**Set problem**
Pick out every line of the records below that contains the word "outline", and copy each one in full.

--------

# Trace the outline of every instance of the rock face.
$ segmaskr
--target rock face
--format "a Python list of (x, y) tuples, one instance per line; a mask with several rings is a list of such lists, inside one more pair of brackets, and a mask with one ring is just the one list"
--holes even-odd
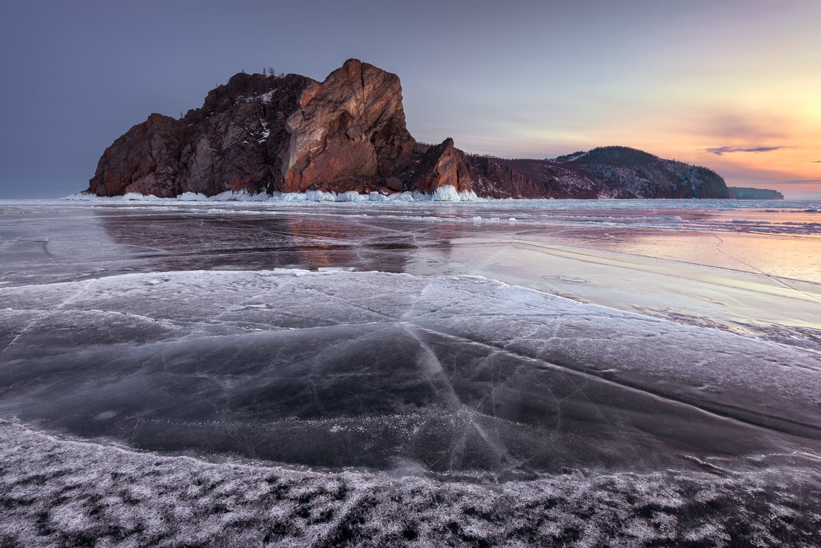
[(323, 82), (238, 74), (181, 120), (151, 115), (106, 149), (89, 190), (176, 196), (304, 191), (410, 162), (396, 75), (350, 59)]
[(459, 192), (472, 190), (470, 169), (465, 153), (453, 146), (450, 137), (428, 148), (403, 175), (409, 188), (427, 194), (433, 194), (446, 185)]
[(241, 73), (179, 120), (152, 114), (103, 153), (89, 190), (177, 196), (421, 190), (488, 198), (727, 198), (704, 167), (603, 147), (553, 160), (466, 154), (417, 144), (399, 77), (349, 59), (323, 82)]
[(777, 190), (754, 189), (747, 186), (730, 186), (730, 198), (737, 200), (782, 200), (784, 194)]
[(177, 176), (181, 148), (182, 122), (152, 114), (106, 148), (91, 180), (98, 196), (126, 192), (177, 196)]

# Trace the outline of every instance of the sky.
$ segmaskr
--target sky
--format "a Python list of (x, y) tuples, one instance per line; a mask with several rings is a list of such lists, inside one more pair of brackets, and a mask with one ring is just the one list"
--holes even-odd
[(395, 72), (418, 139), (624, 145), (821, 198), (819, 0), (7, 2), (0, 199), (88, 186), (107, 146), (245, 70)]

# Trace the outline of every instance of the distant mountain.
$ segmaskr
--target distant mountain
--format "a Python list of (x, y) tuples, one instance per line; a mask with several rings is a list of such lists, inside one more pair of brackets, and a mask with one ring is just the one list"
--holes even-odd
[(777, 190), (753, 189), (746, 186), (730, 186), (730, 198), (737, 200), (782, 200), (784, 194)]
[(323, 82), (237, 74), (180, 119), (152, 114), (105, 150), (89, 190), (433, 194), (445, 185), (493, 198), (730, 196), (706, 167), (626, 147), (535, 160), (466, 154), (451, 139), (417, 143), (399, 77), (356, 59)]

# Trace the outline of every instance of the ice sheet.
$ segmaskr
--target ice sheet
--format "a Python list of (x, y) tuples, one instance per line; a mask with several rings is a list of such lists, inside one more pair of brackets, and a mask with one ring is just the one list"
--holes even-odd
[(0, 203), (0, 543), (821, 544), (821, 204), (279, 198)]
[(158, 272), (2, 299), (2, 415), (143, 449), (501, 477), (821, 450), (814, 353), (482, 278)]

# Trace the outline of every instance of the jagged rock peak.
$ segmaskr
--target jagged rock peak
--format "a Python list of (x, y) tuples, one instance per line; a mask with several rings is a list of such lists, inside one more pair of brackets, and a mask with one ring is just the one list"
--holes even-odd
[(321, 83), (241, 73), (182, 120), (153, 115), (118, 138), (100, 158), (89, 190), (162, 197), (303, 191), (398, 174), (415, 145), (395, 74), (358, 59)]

--------

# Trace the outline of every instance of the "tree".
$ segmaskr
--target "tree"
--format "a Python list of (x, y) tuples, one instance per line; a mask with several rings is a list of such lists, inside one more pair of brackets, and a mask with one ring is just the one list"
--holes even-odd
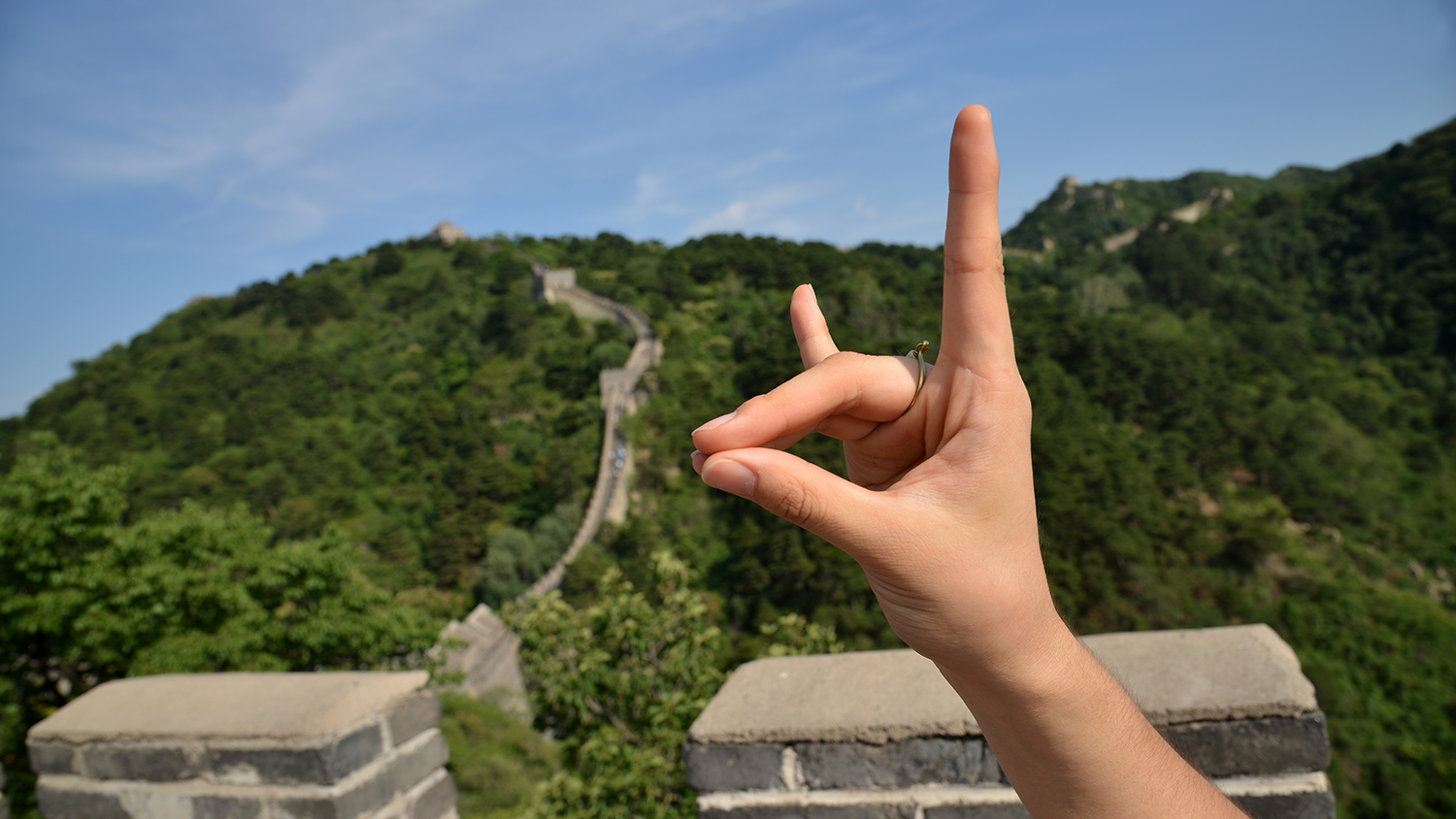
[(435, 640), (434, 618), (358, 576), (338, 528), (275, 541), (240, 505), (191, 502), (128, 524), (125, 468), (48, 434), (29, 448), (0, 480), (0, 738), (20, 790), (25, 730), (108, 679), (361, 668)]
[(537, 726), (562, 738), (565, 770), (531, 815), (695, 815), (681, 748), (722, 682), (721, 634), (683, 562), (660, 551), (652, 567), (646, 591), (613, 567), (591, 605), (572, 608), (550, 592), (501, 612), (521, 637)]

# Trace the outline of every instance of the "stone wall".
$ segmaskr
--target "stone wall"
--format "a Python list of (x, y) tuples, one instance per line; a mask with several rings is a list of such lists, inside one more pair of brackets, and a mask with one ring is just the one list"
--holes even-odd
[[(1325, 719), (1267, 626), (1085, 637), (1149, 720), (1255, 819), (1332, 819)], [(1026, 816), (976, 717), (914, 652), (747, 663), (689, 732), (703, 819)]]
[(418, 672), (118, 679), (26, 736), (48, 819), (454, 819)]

--------

**Task result**
# Trace the outline of every instance of the rock face.
# Trace the outline of every instance of the sky.
# Trace the outline of every instance of the distant mountain.
# Trace the outline of every instance of the ice sheet.
# Trace the outline of every instance of the jagged rock peak.
# Trace the outline of every instance of the "tree".
# Trace the outline of every instance of the "stone wall".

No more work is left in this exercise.